Data section Block Start

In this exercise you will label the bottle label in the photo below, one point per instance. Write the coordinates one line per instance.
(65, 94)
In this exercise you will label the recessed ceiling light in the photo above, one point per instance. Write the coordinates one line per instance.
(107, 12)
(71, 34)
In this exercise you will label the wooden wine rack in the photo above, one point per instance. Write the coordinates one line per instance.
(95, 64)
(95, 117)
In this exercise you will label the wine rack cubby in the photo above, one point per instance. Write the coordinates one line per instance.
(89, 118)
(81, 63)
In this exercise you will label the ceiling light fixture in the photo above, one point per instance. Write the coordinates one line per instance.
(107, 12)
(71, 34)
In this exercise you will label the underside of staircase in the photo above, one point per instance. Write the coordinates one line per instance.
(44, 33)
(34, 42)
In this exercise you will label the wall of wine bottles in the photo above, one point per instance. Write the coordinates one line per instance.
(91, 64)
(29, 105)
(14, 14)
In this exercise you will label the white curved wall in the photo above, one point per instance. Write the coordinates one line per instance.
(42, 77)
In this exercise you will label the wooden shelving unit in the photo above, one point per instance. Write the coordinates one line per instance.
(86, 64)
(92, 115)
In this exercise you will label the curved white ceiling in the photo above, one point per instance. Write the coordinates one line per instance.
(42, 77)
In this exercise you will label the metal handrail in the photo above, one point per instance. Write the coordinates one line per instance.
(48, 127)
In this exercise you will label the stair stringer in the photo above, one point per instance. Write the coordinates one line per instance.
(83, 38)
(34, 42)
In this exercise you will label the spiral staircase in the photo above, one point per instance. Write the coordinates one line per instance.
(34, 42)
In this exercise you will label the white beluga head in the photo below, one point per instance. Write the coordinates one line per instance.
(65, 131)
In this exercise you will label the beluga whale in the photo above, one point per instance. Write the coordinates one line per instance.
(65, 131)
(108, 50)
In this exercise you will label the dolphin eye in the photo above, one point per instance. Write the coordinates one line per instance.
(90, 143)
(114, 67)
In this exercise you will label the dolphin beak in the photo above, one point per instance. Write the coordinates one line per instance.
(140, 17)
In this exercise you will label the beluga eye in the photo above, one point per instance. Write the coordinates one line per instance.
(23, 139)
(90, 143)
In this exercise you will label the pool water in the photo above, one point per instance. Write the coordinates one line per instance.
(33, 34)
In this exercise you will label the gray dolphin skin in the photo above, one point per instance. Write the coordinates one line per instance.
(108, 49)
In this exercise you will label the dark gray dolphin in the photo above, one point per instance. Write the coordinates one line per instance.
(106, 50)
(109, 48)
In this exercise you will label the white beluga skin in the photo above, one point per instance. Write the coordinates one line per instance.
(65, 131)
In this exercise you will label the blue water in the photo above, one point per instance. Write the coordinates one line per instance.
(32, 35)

Data section Block End

What is expected: Only what runs from the line containing "In this exercise you will label the beluga eye" through the final line of the entries above belongs in the answer, restated exactly.

Answer space:
In this exercise you will label the beluga eye in the photo above, one point per instance. Write the coordinates one line per instance.
(23, 139)
(90, 143)
In this exercise you will label the pool water in the photo above, one point per instance. Write the coordinates one line per instance.
(33, 34)
In this exercise you will label the gray dolphin skin in the photo above, one point per instance. Write the coordinates one line per instance.
(108, 49)
In this exercise you will label the dark gray dolphin in the photo above, one point per instance. Write the coordinates one line per instance.
(106, 50)
(109, 48)
In this exercise you will label the white beluga skin in the photo above, one point per instance. Write the coordinates one line per instance.
(65, 131)
In this exercise you will label the blue water in the photo above, one point per instance. Write the coordinates one line per instance.
(32, 35)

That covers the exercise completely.